**Extrait fourni**
┌──

Laurence Théry, ex-secrétaire confédérale de la CFDT, présente des recherches-actions soutenues par son organisation à partir de 2005. Elle estime que ces initiatives ont permis de renouveler les pratiques syndicales. Elles ont permis de "libérer la parole" des salariés et d'"entrer dans cette boîte noire qu'est le travail réel". Mme Théry, qui dirige aujourd'hui l'Association régionale pour l'amélioration des conditions de travail de Picardie, plaide pour un syndicalisme de terrain, au plus près des salariés. "L'action syndicale, pour sortir du discours descendant et généralisant, ne peut que s'enraciner dans les situations réelles de travail. Cette démarche nécessite de s'intéresser au microscopique ; la tentation est forte de réduire les détails à de l'anecdotique. Or, toute intention transformatrice suppose de se mouvoir entre l'infiniment petit et la question du bien commun, ces deux points de vue étant liés. C'est à partir du microscopique et de sa compréhension que les syndicalistes mobilisent les salariés et construisent une réflexion qui intègre la complexité des situations", écrit-elle. À la CGT, on plaide également pour un "renversement" de l'approche syndicale par rapport au travail.

└──

**Consignes**
[1] Traduisez en anglais la phrase suivante du passage sur l'action syndicale : « Elle estime que ces initiatives ont permis de renouveler les pratiques syndicales. »
[2] Pour chacun des énoncés suivants, indiquez s'il est conforme au passage sur l'action syndicale en répondant par oui ou par non, et citez les mots du passage qui le déterminent. (a) Laurence Théry dirige aujourd'hui une association régionale consacrée aux conditions de travail en Picardie. (b) Les recherches-actions présentées ont été soutenues par la CGT. (c) Pour Mme Théry, les syndicalistes mobilisent les salariés à partir de la compréhension du microscopique.
[3] Rédigez la suite du passage sur l'action syndicale, en reprenant après sa dernière phrase.

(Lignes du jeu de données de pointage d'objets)
┌──

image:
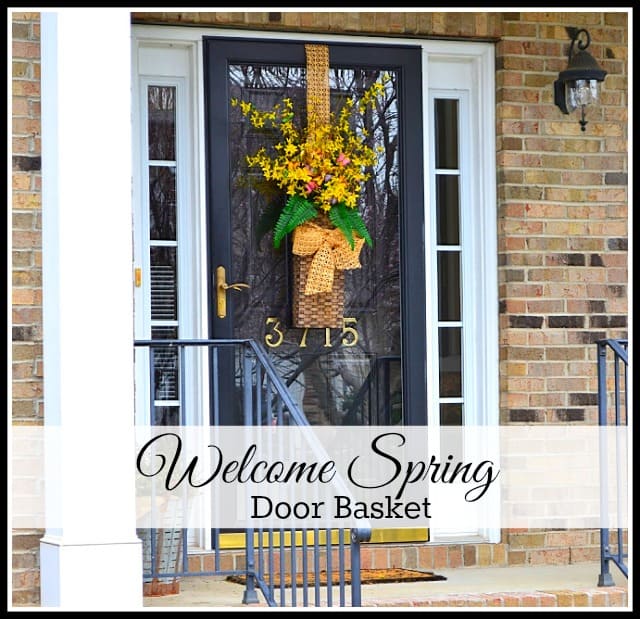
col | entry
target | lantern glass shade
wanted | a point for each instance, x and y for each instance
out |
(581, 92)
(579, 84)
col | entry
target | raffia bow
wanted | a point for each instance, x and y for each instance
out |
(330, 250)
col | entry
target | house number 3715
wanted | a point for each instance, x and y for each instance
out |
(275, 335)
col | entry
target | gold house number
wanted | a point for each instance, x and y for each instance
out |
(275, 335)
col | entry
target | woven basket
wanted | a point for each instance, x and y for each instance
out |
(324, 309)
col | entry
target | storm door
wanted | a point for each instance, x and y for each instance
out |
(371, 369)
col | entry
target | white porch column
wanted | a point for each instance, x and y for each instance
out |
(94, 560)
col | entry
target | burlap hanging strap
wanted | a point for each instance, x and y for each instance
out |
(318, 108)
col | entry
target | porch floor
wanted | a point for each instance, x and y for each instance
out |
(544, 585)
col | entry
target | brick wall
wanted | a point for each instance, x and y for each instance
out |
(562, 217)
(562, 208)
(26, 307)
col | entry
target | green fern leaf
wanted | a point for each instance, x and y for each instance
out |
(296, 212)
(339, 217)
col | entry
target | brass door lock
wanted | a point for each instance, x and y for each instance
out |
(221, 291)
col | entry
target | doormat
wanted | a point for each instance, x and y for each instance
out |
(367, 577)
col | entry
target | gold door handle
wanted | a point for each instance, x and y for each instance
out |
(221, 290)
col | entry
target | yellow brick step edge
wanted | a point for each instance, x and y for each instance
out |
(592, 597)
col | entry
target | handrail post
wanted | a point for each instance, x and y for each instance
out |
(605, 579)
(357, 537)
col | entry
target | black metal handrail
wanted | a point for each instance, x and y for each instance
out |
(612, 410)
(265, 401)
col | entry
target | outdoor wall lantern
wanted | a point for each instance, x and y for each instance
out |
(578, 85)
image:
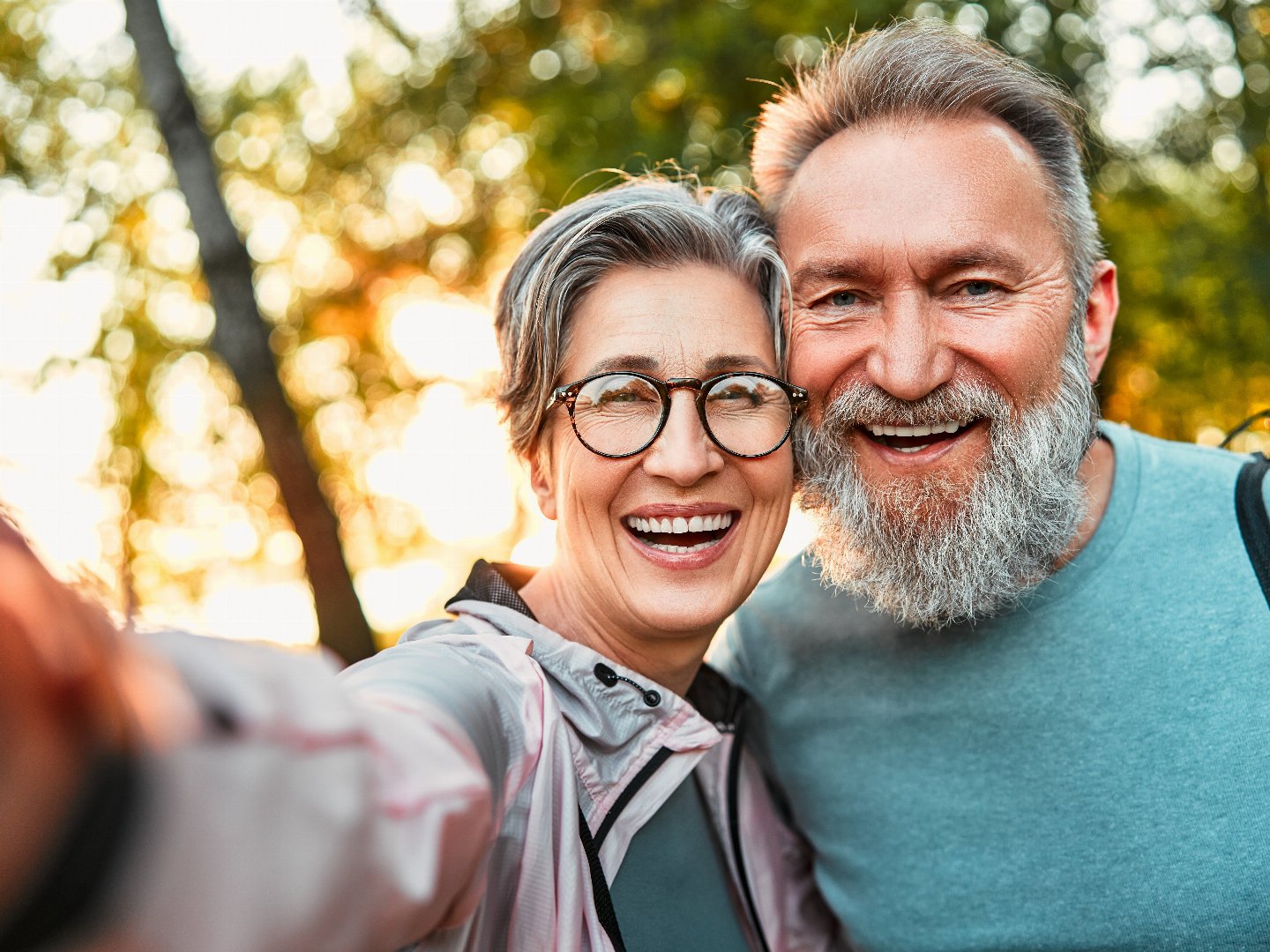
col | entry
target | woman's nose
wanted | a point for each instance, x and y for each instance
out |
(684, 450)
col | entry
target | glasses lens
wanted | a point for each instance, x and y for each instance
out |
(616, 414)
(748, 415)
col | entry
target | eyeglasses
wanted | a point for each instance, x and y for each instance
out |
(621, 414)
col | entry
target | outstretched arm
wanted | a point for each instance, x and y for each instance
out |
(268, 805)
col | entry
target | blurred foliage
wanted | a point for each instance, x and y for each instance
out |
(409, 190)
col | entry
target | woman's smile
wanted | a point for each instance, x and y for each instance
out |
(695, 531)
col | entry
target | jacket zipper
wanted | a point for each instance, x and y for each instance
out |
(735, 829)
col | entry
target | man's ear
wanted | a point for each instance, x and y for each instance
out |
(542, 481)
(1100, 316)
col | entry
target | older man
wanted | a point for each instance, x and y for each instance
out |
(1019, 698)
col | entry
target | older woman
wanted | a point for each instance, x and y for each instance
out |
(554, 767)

└──

**Résultats de l'exercice**
[1] She believes that these initiatives have made it possible to renew union practices.

[2]
(a) Oui : « qui dirige aujourd'hui l'Association régionale pour l'amélioration des conditions de travail de Picardie ».
(b) Non : « ex-secrétaire confédérale de la CFDT, présente des recherches-actions soutenues par son organisation à partir de 2005 ».
(c) Oui : « C'est à partir du microscopique et de sa compréhension que les syndicalistes mobilisent les salariés ».

[3]
Jean-François Naton, conseiller confédéral CGT en charge de l'activité travail-santé, invite le mouvement syndical à "oser revendiquer le travail comme fondement d'émancipation et solder cette théorie de la fin du travail qui a alimenté la réflexion de trop nombreuses années". Dans un chapitre consacré à la mainmise de l'expertise sur les politiques publiques en matière de santé au travail, le sociologue Emmanuel Henry et l'épidémiologiste Émilie Counil remettent en question le "paradigme épidémiologique". Ils dénoncent la place prédominante qu'occupe l'épidémiologie dans le champ de la recherche et ses effets dévastateurs pour les travailleurs. "Impliquant de compter les malades et les morts dans la durée, impuissant à alimenter une prise de décision favorable à la prévention, le recours à l'épidémiologie pour la prise de décision est parfois perçu comme une expérimentation humaine à grande échelle", s'insurgent-ils.
La sociologue Danièle Linhart, spécialiste des méthodes de management, rappelle que les syndicats ont longtemps hésité à s'engager fermement dans la voie de la prévention des risques. Durant les Trente Glorieuses, ils ont souvent fait de la santé au travail un objet de marchandage : "Les syndicats ne cherchaient pas tant à éradiquer les sources de danger ou de pénibilités mais plutôt à les monnayer." La période post-Mai 68 a laissé un héritage, on se souvient du slogan "Ne pas perdre sa vie à la gagner", mais la mise en discussion de l'organisation du travail et de son impact sur leur santé par les travailleurs eux-mêmes a subi la contre-offensive patronale de la fin des années 70 et la mise en place dans les deux décennies suivantes de nouvelles méthodes de management qui ont considérablement affaibli les collectifs de travail.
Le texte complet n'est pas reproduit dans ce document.